> [Required task]: Please copy exactly the lines that begin with the one containing "of the curved" and end with the last line of the entries.

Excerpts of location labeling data
——————
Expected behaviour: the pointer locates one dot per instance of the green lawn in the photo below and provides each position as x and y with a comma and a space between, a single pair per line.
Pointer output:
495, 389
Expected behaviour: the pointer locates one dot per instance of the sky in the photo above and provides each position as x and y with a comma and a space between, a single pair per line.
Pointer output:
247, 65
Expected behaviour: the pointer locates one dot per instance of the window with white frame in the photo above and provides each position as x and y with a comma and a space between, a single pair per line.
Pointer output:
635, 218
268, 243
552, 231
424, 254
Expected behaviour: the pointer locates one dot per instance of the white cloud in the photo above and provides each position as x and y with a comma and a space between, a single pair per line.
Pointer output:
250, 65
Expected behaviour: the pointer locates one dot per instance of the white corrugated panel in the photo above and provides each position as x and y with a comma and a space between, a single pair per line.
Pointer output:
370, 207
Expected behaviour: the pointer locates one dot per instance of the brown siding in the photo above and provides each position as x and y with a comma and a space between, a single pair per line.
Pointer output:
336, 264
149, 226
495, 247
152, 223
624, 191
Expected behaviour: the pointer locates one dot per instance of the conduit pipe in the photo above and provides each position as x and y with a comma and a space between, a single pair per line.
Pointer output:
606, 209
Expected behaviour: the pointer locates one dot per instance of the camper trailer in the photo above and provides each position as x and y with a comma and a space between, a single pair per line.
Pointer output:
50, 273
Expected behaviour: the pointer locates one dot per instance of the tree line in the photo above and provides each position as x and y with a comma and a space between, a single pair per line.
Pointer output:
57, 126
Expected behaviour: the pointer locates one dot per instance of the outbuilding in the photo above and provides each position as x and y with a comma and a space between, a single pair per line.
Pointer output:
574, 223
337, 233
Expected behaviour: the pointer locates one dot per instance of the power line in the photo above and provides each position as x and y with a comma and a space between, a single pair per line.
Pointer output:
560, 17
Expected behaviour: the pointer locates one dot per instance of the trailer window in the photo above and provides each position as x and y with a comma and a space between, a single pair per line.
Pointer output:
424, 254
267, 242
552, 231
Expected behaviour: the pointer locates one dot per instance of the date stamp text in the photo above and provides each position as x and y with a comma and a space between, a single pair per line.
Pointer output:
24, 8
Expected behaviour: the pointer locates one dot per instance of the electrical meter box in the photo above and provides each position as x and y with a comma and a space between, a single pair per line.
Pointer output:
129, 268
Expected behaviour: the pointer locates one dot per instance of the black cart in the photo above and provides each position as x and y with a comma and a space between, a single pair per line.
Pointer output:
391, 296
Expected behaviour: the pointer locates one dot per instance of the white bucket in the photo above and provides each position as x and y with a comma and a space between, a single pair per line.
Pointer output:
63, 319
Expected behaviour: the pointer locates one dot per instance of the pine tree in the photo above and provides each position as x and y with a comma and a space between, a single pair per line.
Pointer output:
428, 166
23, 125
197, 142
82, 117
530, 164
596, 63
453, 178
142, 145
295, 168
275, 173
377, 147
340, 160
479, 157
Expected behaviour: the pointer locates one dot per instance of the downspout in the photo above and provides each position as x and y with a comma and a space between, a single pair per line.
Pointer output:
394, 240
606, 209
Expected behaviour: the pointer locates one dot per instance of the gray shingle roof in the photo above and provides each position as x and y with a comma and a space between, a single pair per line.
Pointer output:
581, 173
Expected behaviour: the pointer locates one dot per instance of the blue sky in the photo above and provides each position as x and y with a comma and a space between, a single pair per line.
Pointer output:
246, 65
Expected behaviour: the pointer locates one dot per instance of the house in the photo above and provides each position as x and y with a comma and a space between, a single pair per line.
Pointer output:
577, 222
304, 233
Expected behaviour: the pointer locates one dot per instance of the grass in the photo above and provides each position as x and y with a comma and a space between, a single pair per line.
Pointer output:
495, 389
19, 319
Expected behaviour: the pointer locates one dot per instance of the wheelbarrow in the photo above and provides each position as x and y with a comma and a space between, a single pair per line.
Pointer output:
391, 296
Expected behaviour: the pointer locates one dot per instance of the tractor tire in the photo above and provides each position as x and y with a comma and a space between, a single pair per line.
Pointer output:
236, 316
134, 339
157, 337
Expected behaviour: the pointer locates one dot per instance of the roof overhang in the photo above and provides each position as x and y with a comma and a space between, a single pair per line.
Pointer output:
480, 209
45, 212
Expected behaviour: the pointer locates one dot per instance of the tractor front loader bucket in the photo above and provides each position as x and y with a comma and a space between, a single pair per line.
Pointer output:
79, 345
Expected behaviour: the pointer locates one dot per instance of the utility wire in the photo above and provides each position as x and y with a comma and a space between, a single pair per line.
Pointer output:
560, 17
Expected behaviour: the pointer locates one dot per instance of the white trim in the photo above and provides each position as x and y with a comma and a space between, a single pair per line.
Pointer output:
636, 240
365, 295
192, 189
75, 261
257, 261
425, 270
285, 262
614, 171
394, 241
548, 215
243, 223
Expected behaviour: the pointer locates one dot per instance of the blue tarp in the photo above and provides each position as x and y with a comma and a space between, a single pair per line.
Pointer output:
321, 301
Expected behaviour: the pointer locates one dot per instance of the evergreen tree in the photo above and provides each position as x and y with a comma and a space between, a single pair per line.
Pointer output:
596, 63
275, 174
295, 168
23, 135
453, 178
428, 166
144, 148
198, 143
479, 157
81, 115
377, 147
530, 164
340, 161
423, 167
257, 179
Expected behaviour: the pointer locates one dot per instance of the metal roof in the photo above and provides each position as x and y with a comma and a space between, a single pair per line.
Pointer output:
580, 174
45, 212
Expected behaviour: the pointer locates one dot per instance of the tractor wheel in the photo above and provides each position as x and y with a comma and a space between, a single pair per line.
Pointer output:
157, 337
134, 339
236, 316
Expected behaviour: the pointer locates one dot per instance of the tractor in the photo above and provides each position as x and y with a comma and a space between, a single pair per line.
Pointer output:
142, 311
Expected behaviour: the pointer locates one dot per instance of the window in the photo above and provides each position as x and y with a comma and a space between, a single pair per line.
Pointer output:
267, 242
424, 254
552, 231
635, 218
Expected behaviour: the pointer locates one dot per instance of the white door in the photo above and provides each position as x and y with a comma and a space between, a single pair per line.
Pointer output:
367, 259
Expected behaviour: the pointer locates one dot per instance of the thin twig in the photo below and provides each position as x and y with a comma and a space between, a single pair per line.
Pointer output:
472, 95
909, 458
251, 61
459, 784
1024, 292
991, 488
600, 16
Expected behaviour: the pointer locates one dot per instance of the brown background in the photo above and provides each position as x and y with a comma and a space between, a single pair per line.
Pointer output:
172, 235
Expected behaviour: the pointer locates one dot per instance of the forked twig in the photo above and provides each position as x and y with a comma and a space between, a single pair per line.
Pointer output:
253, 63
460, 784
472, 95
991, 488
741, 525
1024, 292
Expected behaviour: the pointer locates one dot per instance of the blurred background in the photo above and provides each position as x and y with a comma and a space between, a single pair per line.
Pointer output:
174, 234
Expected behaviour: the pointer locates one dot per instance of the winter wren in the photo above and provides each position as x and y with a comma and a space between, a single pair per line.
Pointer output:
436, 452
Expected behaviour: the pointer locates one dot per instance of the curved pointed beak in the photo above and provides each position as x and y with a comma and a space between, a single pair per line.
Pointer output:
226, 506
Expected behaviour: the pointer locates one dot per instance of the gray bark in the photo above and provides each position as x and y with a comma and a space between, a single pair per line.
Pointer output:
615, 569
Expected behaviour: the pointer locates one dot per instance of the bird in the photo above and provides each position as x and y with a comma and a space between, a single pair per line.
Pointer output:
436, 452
——————
> [Reply]:
Expected behaviour: the pointer locates one dot per instance of the curved pointed beak in the photo above and provides each position as x and y with a comma and a space between, a single pair per line.
Pointer output:
226, 506
Expected behaviour: the pointer locates one dot per instance of the gray bark in the photo above and provides each position as x and y with a comma and a space between, a single pair per line.
Pointer output:
615, 569
Expected behaviour: the pointer locates one dot per instance of the bird in the photo above and provides each position as x and y with a comma and a space between, a single pair per line.
Pointer output:
436, 452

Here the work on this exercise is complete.